Could you restate every entry word for word, leaving the pictures out?
#### Records shown ####
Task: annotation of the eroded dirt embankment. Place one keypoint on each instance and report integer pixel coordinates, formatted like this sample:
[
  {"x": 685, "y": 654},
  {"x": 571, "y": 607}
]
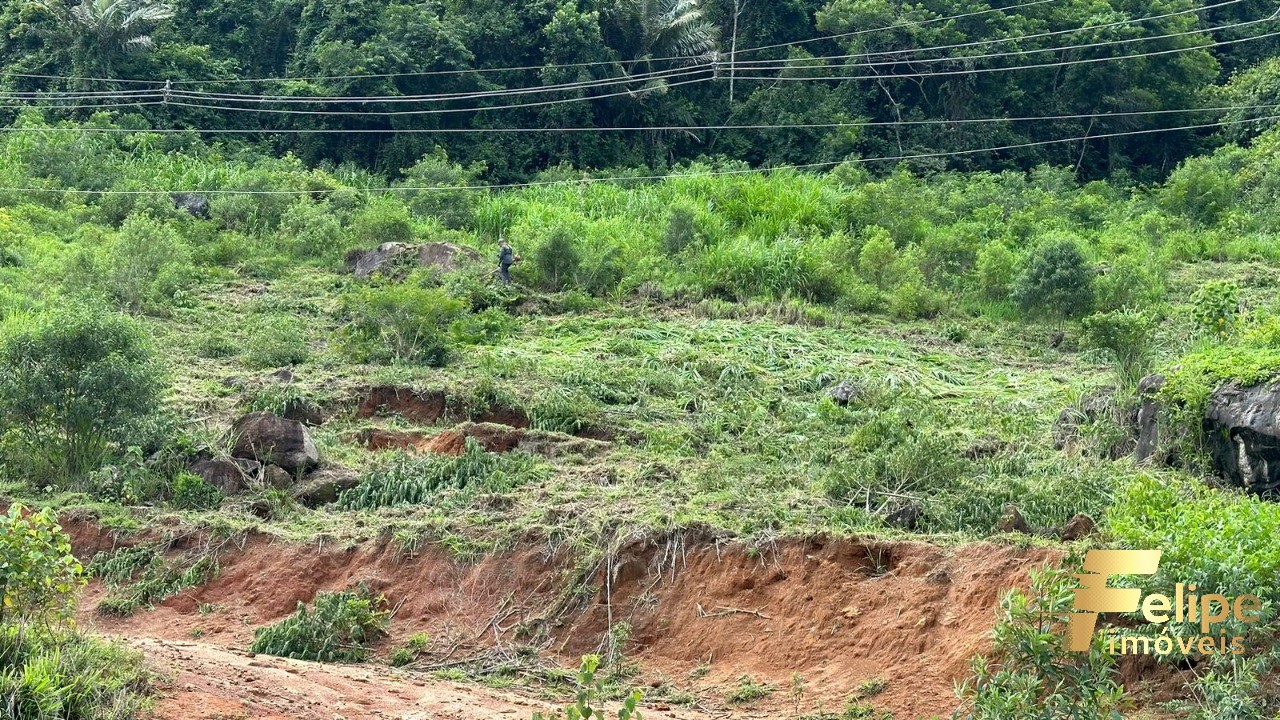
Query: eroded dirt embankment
[{"x": 702, "y": 613}]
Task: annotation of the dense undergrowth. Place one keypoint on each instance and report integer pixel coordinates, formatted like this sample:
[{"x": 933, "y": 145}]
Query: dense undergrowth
[{"x": 699, "y": 323}]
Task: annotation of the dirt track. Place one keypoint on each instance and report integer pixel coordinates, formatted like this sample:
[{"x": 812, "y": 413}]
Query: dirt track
[
  {"x": 214, "y": 683},
  {"x": 837, "y": 613}
]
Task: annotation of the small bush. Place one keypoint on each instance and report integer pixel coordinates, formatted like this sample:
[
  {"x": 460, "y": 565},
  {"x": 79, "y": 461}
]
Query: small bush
[
  {"x": 191, "y": 492},
  {"x": 590, "y": 692},
  {"x": 1127, "y": 335},
  {"x": 681, "y": 231},
  {"x": 1216, "y": 308},
  {"x": 73, "y": 386},
  {"x": 40, "y": 577},
  {"x": 1031, "y": 673},
  {"x": 1057, "y": 283},
  {"x": 401, "y": 323},
  {"x": 336, "y": 629},
  {"x": 275, "y": 341},
  {"x": 557, "y": 260},
  {"x": 412, "y": 481}
]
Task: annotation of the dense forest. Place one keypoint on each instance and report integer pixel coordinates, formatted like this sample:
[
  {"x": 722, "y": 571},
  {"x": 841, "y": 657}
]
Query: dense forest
[{"x": 501, "y": 86}]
####
Expected answer
Task: annotation of the eroded dirt embankment. Place one keypoint on each instance and report integer pixel coordinates, formatted like this sample:
[
  {"x": 685, "y": 654},
  {"x": 571, "y": 607}
]
Query: eroded dirt embankment
[{"x": 702, "y": 613}]
Task: annotation of the dense undergrowth. Place one keypoint on each instance and report integer pixel coordinates, formatted like this sample:
[{"x": 933, "y": 145}]
Query: dense undergrowth
[{"x": 699, "y": 323}]
Task: annotation of the dirt track. Place one keypoint on each instance and report integer pixel coordinates, formatted like this sample:
[{"x": 812, "y": 413}]
Query: dirt track
[
  {"x": 214, "y": 683},
  {"x": 837, "y": 613}
]
Task: annotation of the small bush. Place one keypoint on each instance and report integer pixel coordinates, formatted like this sample:
[
  {"x": 460, "y": 565},
  {"x": 79, "y": 461}
]
Query: small bush
[
  {"x": 191, "y": 492},
  {"x": 590, "y": 692},
  {"x": 1127, "y": 335},
  {"x": 681, "y": 231},
  {"x": 1216, "y": 308},
  {"x": 73, "y": 386},
  {"x": 40, "y": 577},
  {"x": 1031, "y": 673},
  {"x": 1057, "y": 283},
  {"x": 401, "y": 323},
  {"x": 336, "y": 629},
  {"x": 275, "y": 341},
  {"x": 557, "y": 260},
  {"x": 412, "y": 481}
]
Task: annotation of the dense forest. Place one keypoint on each instance and report integer pixel coordinates, formatted like this sample:
[
  {"x": 722, "y": 571},
  {"x": 841, "y": 657}
]
Query: dense forest
[{"x": 501, "y": 86}]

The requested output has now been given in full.